_What to do_
Nothing in the records should differ when you write them out again.

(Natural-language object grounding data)
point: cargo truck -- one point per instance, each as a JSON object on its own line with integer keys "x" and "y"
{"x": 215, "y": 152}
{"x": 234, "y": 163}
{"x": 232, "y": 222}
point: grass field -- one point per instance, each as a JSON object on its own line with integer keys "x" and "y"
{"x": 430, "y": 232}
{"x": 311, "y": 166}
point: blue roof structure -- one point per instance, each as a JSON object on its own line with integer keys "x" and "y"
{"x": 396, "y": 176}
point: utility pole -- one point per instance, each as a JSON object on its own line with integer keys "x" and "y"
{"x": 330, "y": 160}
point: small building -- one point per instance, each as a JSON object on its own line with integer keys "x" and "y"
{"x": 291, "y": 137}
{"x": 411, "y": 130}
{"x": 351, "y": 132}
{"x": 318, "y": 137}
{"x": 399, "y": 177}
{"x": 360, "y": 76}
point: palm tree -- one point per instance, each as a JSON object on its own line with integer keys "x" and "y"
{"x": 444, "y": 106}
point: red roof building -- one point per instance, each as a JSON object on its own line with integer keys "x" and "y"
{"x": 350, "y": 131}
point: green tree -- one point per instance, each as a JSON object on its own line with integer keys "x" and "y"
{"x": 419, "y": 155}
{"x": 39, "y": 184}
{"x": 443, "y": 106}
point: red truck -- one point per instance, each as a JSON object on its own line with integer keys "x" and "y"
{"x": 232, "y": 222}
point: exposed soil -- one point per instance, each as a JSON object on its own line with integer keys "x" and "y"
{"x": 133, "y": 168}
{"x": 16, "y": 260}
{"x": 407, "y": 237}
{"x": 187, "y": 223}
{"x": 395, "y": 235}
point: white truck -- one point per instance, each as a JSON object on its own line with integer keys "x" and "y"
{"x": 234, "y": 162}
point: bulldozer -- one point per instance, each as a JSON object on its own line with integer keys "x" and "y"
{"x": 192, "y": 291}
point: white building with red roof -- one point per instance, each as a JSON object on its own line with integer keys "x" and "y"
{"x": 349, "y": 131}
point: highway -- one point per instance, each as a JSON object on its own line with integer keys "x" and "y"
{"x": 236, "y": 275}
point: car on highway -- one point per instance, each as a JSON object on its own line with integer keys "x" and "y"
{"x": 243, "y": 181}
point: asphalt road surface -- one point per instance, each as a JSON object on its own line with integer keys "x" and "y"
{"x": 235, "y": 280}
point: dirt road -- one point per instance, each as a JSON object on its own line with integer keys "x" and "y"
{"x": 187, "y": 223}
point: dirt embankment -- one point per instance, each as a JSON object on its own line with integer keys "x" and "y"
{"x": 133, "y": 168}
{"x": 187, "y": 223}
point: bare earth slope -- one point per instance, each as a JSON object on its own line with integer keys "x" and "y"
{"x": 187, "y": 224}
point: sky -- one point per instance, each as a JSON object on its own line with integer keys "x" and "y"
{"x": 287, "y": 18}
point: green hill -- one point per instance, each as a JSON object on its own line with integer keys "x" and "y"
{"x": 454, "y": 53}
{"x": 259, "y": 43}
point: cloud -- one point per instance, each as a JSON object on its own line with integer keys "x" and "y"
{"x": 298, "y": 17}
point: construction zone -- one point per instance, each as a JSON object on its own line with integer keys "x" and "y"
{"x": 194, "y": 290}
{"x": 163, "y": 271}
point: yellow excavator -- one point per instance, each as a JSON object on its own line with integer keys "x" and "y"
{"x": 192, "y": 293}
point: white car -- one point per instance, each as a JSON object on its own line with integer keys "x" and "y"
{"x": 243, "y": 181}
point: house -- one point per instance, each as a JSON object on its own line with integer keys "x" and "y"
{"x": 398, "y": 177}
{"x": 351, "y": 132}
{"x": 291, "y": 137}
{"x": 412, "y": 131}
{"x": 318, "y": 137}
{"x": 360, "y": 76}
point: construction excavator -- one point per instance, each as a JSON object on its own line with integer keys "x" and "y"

_Your response_
point: cargo truck -- one point per instance, each as a JSON object on its own line with integer keys "x" and "y"
{"x": 215, "y": 152}
{"x": 234, "y": 163}
{"x": 232, "y": 222}
point: grass field -- one point per instance, each as a JSON object on its own line with integer keys "x" and "y"
{"x": 430, "y": 232}
{"x": 311, "y": 166}
point: blue roof structure -- one point per instance, each as a JSON object on its own line with integer keys "x" and "y"
{"x": 396, "y": 176}
point: utility pole -- one point per instance, each as a JSON object on its own line with integer keys "x" and "y"
{"x": 330, "y": 160}
point: small building -- one point per instance, each as a JSON object on its own line with integer keys "x" and "y"
{"x": 291, "y": 137}
{"x": 411, "y": 130}
{"x": 351, "y": 132}
{"x": 318, "y": 137}
{"x": 399, "y": 177}
{"x": 360, "y": 76}
point: palm tree -- one point per instance, each as a JSON object on its own line with integer keys "x" and "y"
{"x": 444, "y": 106}
point: red roof building -- one point per instance, each as a JSON object on its own line with integer keys "x" and "y"
{"x": 350, "y": 131}
point: green tree -- one point per instance, each as a JSON object on its own line with integer keys "x" and "y"
{"x": 419, "y": 155}
{"x": 39, "y": 184}
{"x": 443, "y": 106}
point: red truck -- one point per instance, each as a JSON object on its own line with integer keys "x" and "y"
{"x": 232, "y": 222}
point: exposed soil -- one point per instance, each as a JSON object on its own line with integer keys "x" and "y"
{"x": 133, "y": 168}
{"x": 16, "y": 260}
{"x": 407, "y": 237}
{"x": 187, "y": 223}
{"x": 395, "y": 235}
point: white truck -- one point per instance, each as a JSON object on its own line with integer keys "x" and "y"
{"x": 234, "y": 162}
point: bulldozer -- one point per instance, each as a JSON object on its own line with integer keys "x" and "y"
{"x": 192, "y": 291}
point: white building with red roof -- one point per instance, each as a JSON object on its own line with integer keys "x" and "y"
{"x": 349, "y": 131}
point: highway -- one point per instance, each as a JSON object on its own line with integer keys "x" and "y"
{"x": 236, "y": 275}
point: car on highway -- one point per instance, each as a JSON object on its own line with integer keys "x" and "y"
{"x": 243, "y": 181}
point: asphalt road surface -- one point per instance, each as a JSON object on its own line with integer keys "x" and "y"
{"x": 235, "y": 280}
point: dirt road -- one point per instance, each as a JSON object on its own line with integer keys "x" and "y"
{"x": 187, "y": 223}
point: dirt embankment -- one point per instance, each as a JSON object on its own line with integer keys "x" and "y"
{"x": 133, "y": 168}
{"x": 187, "y": 223}
point: bare earth slope -- one point per instance, each as a JSON object on its own line with integer keys "x" and "y"
{"x": 187, "y": 224}
point: sky -- one point per instance, each as a JSON object on its own line with integer keys "x" and "y"
{"x": 287, "y": 18}
point: green hill -- one point per instance, each as a JSON object on its own line with integer keys "x" and "y"
{"x": 454, "y": 53}
{"x": 259, "y": 43}
point: cloud -- one point per instance, each as a JSON object on its own line with integer keys "x" and "y"
{"x": 298, "y": 17}
point: construction zone -- one point per instance, each as a JSON object on its own line with integer keys "x" and "y"
{"x": 194, "y": 290}
{"x": 163, "y": 271}
point: yellow excavator -- one point per instance, each as a JSON object on its own line with integer keys "x" and "y"
{"x": 192, "y": 293}
point: white car -- one point per instance, each as a JSON object on its own line with integer keys "x" and "y"
{"x": 243, "y": 181}
point: house -- one point per instance, each as a JSON object on its own line with integer keys "x" and "y"
{"x": 398, "y": 177}
{"x": 351, "y": 132}
{"x": 291, "y": 137}
{"x": 412, "y": 131}
{"x": 318, "y": 137}
{"x": 360, "y": 76}
point: construction excavator -- one point per instance, each as a JSON object on its own line with integer keys "x" and "y"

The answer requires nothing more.